§ **What you need to do**
Looking at the entries underneath, work out how many lines contain "concrete". Write only that number.

§ **Data supplied**
────────────────────

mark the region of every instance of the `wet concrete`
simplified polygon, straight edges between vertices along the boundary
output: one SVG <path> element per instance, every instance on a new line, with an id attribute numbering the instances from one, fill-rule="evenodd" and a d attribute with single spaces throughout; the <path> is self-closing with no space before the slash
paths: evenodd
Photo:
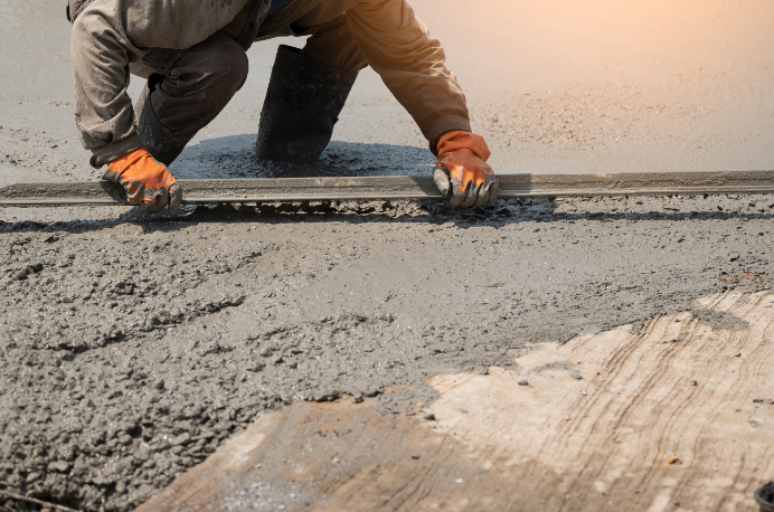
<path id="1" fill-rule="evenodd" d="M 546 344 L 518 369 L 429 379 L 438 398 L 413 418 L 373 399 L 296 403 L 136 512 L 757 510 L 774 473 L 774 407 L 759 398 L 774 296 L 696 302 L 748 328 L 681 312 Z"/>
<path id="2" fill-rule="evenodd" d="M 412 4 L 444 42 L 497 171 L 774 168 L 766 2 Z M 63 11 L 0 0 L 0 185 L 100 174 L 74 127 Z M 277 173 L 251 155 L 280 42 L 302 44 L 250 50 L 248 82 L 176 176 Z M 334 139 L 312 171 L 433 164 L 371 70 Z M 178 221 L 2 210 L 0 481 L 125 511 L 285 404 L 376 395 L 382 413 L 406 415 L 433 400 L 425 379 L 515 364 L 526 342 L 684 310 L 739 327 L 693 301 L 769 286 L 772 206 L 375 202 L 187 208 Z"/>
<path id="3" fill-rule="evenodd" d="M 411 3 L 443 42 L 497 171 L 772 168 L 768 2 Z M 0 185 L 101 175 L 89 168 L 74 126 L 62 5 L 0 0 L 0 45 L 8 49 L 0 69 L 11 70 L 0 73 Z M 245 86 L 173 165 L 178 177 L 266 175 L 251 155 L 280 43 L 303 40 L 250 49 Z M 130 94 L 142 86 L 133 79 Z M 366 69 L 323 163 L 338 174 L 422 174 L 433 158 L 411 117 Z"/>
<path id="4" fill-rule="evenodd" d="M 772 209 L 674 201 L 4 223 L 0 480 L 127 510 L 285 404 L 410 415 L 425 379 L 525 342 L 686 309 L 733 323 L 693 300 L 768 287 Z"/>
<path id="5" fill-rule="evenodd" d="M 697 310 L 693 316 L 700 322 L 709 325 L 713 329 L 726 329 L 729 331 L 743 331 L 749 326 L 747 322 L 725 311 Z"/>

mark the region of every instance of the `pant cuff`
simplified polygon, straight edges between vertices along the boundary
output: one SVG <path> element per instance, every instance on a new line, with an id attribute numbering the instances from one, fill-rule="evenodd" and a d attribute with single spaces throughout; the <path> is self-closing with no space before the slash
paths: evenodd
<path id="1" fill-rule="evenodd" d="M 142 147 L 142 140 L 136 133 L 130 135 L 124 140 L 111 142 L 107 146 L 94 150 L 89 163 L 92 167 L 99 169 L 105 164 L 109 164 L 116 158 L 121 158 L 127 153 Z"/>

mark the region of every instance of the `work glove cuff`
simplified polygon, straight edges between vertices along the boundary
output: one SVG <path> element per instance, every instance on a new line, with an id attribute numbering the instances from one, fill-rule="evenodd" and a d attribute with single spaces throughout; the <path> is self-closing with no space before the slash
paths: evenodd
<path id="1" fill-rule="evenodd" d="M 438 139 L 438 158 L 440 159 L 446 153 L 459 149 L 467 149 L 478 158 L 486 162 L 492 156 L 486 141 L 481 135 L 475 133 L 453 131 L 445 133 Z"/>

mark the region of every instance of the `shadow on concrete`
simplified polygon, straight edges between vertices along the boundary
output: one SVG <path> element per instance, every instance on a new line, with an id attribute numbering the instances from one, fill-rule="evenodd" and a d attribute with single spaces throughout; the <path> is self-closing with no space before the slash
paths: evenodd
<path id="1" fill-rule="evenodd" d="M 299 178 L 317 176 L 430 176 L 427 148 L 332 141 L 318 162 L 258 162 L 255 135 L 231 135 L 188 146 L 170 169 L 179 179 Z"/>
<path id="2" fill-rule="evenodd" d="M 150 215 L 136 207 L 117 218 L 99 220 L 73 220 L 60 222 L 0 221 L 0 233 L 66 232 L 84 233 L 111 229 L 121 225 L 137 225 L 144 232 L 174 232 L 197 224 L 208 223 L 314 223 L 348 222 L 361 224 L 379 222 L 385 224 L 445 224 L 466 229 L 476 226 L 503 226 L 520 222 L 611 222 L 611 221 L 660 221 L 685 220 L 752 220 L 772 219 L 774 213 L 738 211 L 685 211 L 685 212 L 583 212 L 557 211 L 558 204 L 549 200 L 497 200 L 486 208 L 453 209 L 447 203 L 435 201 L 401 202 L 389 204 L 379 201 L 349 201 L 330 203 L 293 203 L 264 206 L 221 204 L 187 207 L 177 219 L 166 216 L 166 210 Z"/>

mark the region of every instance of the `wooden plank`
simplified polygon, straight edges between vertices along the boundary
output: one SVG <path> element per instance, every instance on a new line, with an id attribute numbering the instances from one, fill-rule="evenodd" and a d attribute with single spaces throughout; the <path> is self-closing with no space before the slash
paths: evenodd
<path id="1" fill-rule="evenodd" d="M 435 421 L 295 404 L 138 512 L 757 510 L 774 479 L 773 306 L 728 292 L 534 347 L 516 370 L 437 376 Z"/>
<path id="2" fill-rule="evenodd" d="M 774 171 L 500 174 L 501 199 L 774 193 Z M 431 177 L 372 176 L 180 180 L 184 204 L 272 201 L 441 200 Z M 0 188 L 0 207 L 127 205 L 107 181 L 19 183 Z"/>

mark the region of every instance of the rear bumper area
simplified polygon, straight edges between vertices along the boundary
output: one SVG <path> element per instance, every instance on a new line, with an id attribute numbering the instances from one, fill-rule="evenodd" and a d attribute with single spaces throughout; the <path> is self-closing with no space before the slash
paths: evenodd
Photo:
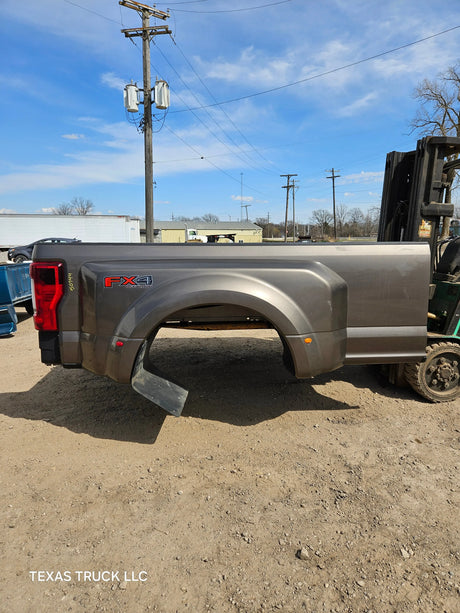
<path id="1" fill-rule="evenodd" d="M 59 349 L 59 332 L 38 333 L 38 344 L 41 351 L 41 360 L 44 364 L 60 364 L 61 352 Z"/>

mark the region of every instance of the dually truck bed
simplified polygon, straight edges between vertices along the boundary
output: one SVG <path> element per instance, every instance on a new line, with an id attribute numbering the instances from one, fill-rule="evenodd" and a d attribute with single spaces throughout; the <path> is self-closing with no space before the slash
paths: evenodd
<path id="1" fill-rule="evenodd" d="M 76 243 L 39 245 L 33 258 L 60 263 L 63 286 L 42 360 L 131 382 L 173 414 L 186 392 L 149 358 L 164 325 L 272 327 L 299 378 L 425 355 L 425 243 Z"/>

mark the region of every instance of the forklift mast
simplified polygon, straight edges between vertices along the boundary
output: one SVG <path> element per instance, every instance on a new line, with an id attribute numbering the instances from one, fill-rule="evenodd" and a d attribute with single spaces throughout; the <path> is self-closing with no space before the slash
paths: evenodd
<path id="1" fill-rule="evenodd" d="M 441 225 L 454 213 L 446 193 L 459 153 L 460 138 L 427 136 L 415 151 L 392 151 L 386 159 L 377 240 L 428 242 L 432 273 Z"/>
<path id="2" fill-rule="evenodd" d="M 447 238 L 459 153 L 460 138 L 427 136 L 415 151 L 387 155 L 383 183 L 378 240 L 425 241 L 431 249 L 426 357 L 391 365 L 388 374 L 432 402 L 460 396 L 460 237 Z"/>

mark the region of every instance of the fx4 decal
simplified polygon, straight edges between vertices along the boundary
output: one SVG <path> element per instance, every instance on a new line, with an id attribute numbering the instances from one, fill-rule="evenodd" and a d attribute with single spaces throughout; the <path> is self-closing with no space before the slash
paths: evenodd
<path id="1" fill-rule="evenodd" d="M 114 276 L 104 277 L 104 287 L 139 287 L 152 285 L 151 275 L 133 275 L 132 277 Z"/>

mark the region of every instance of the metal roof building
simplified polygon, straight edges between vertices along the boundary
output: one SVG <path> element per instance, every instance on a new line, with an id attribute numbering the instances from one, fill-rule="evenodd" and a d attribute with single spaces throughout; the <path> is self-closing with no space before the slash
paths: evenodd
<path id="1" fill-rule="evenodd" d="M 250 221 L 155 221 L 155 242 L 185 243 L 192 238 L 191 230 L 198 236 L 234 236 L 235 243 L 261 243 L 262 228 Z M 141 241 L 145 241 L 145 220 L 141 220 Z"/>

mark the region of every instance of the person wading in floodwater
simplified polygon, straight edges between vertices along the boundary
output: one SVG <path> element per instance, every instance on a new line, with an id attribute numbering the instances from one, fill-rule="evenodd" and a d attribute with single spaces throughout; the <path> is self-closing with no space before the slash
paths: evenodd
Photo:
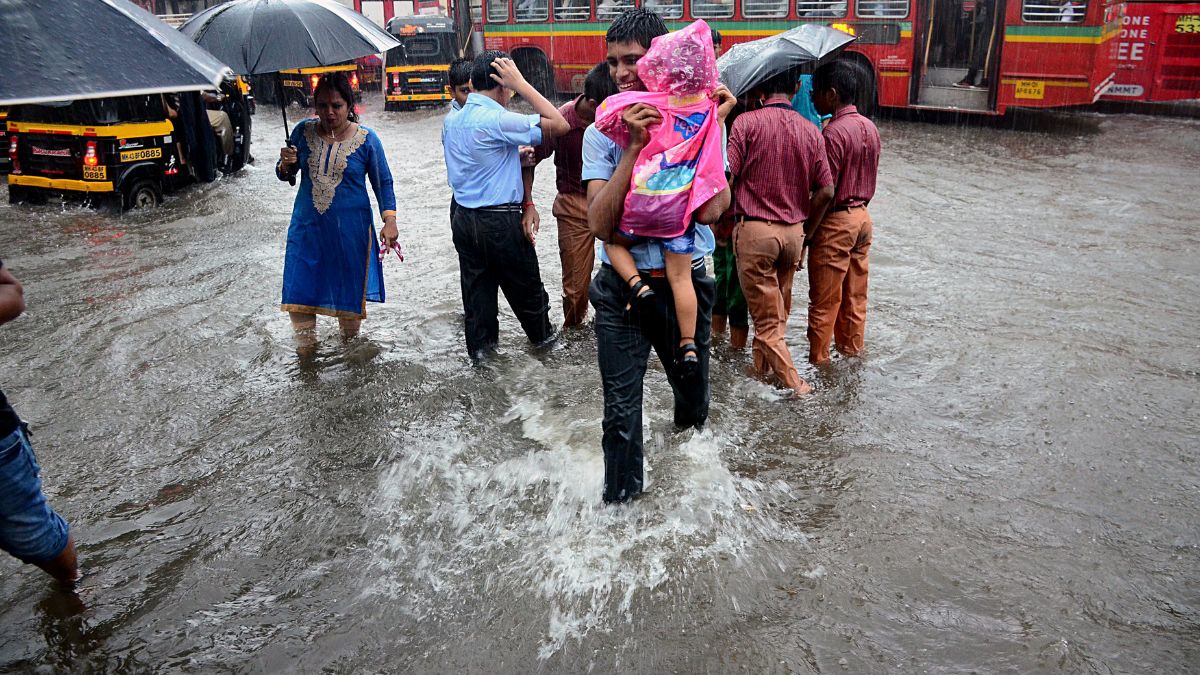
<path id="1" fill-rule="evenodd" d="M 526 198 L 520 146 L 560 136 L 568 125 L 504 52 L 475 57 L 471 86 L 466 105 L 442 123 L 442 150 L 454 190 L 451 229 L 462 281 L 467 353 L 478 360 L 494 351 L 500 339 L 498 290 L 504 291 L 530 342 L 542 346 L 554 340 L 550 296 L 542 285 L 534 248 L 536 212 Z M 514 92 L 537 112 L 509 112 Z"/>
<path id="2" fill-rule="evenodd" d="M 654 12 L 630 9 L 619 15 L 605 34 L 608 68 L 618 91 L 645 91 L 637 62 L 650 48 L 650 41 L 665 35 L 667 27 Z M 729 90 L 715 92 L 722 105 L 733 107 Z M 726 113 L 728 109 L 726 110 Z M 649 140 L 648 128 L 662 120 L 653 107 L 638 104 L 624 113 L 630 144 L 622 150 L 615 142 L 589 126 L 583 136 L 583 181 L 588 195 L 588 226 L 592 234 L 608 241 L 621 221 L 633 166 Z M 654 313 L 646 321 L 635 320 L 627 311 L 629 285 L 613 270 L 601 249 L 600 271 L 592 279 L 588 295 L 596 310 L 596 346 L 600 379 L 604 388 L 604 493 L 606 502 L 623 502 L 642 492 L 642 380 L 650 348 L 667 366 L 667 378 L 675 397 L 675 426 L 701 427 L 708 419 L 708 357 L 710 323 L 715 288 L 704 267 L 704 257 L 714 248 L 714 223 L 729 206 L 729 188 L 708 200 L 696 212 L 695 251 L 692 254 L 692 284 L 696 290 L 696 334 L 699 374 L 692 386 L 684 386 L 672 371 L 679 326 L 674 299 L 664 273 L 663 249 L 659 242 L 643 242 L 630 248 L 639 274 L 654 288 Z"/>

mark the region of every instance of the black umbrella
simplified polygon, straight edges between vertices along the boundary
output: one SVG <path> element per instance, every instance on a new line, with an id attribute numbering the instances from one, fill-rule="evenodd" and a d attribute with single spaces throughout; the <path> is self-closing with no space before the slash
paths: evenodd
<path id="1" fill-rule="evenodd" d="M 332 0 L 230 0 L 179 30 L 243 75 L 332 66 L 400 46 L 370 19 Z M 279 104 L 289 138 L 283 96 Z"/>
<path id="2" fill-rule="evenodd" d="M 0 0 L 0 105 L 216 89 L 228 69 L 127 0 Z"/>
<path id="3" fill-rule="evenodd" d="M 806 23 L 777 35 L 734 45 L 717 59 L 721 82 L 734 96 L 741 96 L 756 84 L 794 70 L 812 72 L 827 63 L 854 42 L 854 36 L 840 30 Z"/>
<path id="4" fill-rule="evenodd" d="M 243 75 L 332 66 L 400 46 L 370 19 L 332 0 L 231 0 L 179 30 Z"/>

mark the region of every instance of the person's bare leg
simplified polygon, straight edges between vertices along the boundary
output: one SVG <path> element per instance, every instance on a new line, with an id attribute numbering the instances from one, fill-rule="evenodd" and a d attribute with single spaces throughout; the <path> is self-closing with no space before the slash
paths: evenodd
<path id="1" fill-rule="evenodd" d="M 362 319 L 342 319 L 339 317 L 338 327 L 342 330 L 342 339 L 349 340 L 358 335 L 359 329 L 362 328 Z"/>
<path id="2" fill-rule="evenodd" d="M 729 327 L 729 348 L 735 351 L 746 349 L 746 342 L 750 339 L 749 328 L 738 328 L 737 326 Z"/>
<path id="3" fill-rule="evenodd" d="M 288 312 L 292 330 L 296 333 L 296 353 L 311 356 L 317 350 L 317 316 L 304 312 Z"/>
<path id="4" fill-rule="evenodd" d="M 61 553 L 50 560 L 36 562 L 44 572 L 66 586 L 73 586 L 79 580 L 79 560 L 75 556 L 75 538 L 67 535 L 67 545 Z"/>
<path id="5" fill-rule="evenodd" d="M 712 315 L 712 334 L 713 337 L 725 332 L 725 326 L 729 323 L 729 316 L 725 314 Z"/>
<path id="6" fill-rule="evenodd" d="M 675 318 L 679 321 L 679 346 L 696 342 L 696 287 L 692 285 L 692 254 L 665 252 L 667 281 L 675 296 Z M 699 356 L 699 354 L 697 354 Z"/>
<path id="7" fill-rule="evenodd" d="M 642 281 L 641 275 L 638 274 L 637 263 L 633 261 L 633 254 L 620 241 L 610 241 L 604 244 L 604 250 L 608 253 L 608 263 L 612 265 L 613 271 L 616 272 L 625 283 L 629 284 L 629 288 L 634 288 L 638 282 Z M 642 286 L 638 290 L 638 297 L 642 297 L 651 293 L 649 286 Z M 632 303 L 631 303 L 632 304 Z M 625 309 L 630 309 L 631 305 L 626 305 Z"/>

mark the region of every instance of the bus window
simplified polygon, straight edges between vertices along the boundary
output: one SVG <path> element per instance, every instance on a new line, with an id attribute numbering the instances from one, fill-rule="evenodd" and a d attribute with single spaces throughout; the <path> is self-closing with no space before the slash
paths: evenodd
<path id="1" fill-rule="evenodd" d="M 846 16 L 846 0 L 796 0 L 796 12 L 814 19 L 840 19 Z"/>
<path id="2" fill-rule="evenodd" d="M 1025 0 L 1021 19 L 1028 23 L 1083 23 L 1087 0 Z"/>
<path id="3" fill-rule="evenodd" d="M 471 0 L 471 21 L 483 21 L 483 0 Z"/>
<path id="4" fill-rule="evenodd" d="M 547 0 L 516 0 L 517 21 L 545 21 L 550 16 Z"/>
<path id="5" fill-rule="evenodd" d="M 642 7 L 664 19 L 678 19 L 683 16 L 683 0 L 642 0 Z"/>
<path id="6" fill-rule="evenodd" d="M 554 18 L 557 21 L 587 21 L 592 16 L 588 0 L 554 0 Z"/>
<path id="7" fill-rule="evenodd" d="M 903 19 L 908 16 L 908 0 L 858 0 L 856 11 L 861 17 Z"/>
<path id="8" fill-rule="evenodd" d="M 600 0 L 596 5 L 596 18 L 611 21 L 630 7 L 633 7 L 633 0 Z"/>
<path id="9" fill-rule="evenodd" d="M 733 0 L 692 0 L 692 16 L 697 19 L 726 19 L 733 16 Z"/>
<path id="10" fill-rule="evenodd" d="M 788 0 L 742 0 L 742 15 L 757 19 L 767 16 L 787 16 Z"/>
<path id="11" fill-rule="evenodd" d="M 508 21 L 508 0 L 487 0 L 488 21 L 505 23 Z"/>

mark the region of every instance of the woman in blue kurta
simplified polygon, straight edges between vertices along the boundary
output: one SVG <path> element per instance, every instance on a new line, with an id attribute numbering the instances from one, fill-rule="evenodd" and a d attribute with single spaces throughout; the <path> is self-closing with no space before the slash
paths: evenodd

────────────────────

§ **Exercise output**
2